Task to complete |
Exactly reproduce the lines beginning with the line that includes "Place one point per instance of the orange-red" and ending with the last line of the data.

Provided records |
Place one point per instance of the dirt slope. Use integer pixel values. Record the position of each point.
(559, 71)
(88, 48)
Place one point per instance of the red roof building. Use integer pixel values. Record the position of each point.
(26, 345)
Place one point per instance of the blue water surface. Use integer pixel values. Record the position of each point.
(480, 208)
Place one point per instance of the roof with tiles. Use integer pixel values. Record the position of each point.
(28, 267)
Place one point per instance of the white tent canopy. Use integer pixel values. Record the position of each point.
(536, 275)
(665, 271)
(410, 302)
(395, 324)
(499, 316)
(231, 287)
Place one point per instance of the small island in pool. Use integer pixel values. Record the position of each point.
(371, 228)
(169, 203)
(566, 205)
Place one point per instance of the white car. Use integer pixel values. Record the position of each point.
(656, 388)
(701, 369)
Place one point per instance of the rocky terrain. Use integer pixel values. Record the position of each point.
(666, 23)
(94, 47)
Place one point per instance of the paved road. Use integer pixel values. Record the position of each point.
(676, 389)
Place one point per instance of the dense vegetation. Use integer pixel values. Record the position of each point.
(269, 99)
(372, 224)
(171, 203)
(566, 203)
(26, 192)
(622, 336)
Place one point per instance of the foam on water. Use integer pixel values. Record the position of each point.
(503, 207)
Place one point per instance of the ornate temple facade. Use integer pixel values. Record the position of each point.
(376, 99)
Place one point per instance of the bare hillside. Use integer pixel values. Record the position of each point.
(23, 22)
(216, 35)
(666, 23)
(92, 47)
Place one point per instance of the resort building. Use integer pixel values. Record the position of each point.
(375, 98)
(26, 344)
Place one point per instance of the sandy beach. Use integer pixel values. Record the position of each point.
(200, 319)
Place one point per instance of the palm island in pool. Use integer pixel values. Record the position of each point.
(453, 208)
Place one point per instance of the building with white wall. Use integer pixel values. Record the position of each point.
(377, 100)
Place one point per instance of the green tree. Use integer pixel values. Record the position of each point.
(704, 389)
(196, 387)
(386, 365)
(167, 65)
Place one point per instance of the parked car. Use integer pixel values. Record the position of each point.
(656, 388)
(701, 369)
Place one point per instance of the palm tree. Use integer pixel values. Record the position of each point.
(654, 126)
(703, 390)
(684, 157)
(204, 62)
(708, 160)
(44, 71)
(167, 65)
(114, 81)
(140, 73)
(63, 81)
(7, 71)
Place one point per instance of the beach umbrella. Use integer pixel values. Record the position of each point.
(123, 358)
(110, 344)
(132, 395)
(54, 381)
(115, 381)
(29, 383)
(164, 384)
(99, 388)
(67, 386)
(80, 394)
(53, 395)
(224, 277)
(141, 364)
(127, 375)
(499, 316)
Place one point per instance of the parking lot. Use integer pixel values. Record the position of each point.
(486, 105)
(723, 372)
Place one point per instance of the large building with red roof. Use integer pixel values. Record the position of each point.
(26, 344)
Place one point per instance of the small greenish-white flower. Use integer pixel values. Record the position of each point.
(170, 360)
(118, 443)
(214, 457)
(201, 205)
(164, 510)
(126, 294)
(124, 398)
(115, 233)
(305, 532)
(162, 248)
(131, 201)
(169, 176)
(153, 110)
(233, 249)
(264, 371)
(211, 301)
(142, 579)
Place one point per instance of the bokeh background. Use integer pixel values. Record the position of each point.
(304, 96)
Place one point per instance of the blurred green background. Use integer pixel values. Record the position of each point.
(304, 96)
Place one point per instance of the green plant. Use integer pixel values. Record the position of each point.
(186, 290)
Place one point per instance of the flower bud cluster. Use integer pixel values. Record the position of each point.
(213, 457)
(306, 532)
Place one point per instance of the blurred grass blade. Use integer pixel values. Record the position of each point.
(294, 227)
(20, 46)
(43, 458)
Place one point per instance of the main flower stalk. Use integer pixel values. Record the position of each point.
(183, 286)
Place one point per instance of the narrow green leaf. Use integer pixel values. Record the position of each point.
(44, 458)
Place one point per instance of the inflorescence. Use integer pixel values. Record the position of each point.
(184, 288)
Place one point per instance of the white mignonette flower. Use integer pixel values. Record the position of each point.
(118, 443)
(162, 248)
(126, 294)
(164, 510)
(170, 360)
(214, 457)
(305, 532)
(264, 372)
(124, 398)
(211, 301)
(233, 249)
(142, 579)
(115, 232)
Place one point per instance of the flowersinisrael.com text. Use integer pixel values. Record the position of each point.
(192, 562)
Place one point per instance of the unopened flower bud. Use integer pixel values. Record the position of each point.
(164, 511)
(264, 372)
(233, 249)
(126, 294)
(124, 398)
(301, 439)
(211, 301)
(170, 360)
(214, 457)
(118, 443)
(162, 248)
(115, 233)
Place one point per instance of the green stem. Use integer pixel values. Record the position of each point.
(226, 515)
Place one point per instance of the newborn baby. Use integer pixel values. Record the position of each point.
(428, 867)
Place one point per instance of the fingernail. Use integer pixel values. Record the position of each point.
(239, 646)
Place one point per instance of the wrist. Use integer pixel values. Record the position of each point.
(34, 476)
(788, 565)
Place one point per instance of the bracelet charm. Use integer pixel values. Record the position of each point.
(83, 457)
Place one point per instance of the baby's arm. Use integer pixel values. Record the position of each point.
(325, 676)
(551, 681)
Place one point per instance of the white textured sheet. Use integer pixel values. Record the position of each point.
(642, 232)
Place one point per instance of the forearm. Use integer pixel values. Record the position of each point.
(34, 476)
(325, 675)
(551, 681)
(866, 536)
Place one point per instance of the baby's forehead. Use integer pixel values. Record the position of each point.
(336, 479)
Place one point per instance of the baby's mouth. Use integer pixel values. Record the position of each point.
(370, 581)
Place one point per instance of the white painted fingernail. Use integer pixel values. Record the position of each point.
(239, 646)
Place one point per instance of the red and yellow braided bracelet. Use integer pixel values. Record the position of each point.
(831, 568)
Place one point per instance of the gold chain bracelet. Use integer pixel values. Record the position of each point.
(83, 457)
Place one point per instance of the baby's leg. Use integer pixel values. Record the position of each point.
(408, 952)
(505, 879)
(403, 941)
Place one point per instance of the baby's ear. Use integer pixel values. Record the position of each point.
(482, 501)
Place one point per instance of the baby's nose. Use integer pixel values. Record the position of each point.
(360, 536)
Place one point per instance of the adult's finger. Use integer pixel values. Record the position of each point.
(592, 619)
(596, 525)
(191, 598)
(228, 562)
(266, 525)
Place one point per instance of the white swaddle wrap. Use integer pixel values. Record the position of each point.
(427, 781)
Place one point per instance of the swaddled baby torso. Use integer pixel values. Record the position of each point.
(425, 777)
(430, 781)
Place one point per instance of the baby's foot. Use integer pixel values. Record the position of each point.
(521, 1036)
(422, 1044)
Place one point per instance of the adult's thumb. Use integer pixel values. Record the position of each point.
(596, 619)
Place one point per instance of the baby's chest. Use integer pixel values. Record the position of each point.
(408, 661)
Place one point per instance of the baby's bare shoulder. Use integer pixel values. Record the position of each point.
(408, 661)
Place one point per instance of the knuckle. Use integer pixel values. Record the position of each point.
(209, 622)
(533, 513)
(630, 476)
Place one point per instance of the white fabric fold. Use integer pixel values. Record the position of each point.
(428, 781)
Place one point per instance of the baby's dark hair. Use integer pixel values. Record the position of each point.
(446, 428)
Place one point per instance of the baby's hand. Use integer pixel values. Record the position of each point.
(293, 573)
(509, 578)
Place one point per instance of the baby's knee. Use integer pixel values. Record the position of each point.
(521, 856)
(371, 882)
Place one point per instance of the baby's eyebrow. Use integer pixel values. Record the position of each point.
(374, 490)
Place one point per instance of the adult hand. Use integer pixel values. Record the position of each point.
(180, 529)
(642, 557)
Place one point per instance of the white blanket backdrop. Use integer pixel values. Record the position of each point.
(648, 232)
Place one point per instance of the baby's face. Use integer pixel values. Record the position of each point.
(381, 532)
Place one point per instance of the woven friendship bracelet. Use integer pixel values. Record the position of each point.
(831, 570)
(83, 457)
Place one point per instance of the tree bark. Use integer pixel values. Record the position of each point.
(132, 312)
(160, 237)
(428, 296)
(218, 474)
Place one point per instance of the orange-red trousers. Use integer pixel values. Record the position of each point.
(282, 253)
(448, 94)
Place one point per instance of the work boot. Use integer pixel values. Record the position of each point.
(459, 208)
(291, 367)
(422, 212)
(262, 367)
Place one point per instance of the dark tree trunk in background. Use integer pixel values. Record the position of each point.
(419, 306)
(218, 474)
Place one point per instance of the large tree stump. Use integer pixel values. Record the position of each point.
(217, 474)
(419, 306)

Exercise response |
Place one point per instance of the orange-red trousers. Use integer pixel values. Record the position of each point.
(282, 253)
(448, 94)
Place one point per instance of the work boot. Use integer pixel values. Record the position of each point.
(459, 208)
(291, 367)
(422, 212)
(262, 367)
Place one point per instance of the dark tree trunk in background. Use integer pixel values. Record the position of each point.
(419, 306)
(218, 474)
Place one point per instance of the large tree stump. Use integer pixel values. Record the position of each point.
(217, 474)
(419, 306)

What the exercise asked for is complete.